Your instructions: Copy the records below word for word, starting at the line containing "Identify the red sail" and continuing through the last line of the records.

--- Begin The input ---

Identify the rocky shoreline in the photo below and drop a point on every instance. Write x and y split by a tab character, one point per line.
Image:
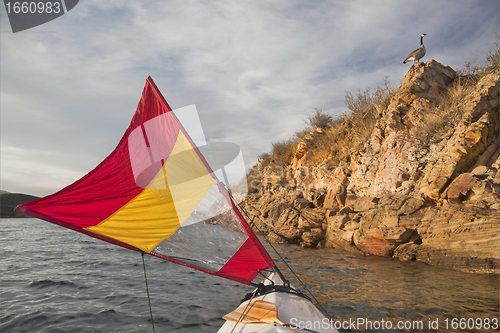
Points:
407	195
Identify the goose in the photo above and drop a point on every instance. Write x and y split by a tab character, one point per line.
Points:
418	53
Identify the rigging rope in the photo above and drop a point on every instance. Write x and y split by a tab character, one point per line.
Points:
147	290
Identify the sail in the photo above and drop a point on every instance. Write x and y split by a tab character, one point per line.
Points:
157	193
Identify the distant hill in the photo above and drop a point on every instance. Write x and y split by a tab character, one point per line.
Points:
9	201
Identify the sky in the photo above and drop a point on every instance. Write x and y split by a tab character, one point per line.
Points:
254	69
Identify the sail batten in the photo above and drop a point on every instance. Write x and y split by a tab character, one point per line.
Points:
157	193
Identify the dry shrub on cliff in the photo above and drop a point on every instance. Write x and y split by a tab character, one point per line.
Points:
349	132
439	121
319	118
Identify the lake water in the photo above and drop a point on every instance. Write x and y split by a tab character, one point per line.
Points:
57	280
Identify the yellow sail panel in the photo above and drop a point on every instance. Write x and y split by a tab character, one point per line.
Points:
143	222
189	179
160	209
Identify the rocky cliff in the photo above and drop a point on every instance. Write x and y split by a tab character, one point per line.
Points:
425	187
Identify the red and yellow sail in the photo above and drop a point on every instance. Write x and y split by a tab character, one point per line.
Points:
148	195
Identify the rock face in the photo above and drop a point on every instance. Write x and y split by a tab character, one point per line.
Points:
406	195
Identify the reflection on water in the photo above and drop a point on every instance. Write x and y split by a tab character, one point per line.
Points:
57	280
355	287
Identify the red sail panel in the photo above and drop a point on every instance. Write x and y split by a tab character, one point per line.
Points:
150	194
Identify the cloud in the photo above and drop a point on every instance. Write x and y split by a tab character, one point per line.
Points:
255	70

--- End The input ---

Exercise answer:
Identify the red sail panel in the photo above and drop a point on every instance. Write x and y split by a tab character, one point per line.
Points:
150	194
Identify the cloud in the photo above and drop a point on every instance. Write x and y split by a tab character, one point per line.
Points:
255	70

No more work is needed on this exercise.